Dataset records Block Start

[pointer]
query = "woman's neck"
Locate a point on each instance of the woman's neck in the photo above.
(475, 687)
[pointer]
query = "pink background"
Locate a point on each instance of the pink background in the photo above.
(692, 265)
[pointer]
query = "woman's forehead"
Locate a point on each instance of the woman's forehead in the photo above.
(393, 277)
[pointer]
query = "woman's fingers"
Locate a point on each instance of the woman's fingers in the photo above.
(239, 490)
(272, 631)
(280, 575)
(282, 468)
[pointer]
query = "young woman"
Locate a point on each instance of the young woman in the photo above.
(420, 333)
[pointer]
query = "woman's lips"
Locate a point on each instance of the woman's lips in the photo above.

Dataset records Block End

## Exercise description
Count up the lines in the records where the string "lips" appears. Your reply is that number alone.

## Exercise solution
2